Excerpt provided:

# # # # #

Communication is like dancing: it’s better when both people stay in sync. And it really is both people’s jobs to do their best at that.

How much should I invest in figuring out the other person’s point of view? How hard should I work not to offend them? That’s always going to be a judgment call. It sounds good to say “you never need to offend anybody” or “I’ll say what I believe and it’s their problem if they don’t like how it sounds”, but life isn’t that simple.

If you’re teaching a class for novices, it’s a failure on your part if you give a lecture for experts instead, and it’s a failure on their part if they don’t pay attention. Same in ordinary discussion: it really is part of being a good person to avoid needless confusion or offense, and it’s also part of being a good person to avoid assuming the worst about whatever the other person said that annoyed you.

Listening, you can sum this up mostly with Miller’s Law: “To understand what another person is saying, you must assume that it is true and try to imagine what it could be true of.”

Talking, it comes down to spending just a little bit of time to remember the other person’s perspective. If they tell you they want to be called Alice and not Al, believe them! People get caught up on trying to always get it right — you can’t — but it’s worth a lot to just try a little to remember people’s preferences. If they know you’re paying some attention to them, it’s a lot easier for them to relax and pay attention to you. That makes for better communication.

What is the true reason, deep down, that you believe what you believe? What piece of evidence, test, or line of reasoning would convince you that you’re wrong about your ideology?

I believe in the verdict of history. For centuries, the people on top kept saying they just deserved it. They were on top because they were naturally better. That even if you gave other people a shot, no one else could do as good a job.

Guess what? The people on top kept being wrong.

Commoners couldn’t possibly govern, they said, and then England’s republic outdid France’s monarchy. Women couldn’t possibly be good scientists, they said, and then Noether and Curie produced outstanding mathematics and chemistry. Asians could never do high-end technology, they said, and now we get robots and microchips from Japan. Africans couldn’t possibly handle democracy, they said, and now we’re on to two generations of free and fair elections in Botswana.

So now when the people on top say, “There’s no use making an effort to help out ‘those’ people, if they’ve got it harder than us it’s only their natural lot,” I’m skeptical. The elites have been wrong about that for two hundred years. I think they’re probably wrong this time too.

What would convince me I’m the one wrong this time, and not them? What would convince me that the systematic difficulties of women, or minorities, or the disabled were only their ‘natural lot’?

Good studies showing the actual causes of difficulty lay elsewhere. For example, suppose there was a good study showing that immigrants from Purpletonia are underpaid simply because of low IQ from a lack of iodine in their diet. That would make me worry about prejudice against Purpletonians less, and access to iodized salt more.

# # # # #

In the excerpt above about communication and belief, which law does the writer use to sum up how to listen? The rows that come next are taken from a separate source.

Dataset:
# # # # #

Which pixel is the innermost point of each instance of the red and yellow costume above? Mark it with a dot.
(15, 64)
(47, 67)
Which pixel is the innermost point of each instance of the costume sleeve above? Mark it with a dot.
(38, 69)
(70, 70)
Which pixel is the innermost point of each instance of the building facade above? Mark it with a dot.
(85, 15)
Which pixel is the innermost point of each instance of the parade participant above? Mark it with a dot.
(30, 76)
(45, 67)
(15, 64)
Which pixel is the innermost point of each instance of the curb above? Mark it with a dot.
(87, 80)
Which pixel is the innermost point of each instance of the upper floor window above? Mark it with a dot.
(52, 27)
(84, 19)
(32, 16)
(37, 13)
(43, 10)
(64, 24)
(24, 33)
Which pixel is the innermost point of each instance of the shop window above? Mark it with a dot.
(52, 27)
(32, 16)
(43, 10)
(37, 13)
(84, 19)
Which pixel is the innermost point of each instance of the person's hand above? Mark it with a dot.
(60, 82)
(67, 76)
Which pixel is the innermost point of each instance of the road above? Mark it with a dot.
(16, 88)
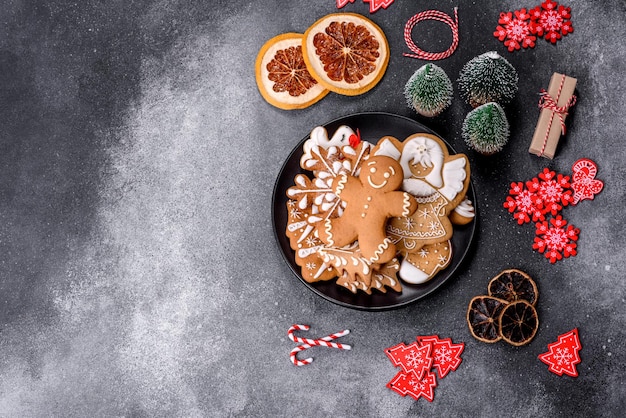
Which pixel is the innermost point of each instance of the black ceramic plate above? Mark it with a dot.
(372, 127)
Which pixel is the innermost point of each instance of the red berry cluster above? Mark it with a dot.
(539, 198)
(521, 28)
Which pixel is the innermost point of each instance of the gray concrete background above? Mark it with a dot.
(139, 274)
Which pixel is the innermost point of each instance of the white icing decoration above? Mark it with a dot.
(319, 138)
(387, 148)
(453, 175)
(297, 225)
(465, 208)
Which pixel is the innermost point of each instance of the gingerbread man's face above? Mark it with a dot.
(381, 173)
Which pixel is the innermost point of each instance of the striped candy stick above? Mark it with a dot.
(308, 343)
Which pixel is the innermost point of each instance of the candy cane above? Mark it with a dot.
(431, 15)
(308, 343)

# # # # #

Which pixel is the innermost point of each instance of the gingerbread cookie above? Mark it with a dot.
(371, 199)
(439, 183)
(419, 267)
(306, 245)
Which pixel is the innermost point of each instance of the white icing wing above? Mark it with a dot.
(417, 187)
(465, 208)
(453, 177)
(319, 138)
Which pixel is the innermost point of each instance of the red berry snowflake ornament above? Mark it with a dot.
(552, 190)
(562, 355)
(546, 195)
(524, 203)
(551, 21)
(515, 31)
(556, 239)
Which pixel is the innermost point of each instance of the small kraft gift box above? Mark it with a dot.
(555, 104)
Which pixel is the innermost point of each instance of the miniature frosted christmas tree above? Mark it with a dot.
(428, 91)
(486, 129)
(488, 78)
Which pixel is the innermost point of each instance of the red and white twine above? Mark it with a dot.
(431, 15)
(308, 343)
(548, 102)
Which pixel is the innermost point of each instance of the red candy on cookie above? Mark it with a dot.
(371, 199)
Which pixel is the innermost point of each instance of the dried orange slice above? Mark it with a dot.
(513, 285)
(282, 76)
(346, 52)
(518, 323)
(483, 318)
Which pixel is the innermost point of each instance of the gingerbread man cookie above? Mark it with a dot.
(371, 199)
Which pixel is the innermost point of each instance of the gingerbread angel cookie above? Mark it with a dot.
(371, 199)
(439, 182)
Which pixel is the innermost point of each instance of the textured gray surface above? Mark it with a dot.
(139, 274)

# # # # #

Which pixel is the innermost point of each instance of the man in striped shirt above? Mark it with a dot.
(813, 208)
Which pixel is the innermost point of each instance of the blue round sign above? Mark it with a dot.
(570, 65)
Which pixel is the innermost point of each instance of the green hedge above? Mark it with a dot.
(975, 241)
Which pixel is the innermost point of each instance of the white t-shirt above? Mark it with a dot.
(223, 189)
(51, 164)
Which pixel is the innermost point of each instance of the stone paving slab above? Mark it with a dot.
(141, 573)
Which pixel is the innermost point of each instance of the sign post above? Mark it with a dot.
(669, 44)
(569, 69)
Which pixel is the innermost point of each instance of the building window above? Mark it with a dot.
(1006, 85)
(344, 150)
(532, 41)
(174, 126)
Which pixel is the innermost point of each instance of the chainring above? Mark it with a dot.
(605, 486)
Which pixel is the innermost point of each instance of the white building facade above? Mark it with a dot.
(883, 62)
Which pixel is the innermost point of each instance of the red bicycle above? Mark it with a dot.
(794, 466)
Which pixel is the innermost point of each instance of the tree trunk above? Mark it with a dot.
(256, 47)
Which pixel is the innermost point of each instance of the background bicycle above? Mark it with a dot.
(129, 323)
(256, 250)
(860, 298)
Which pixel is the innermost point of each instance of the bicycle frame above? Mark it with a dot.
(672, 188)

# # # # #

Written answer: Miller's Law.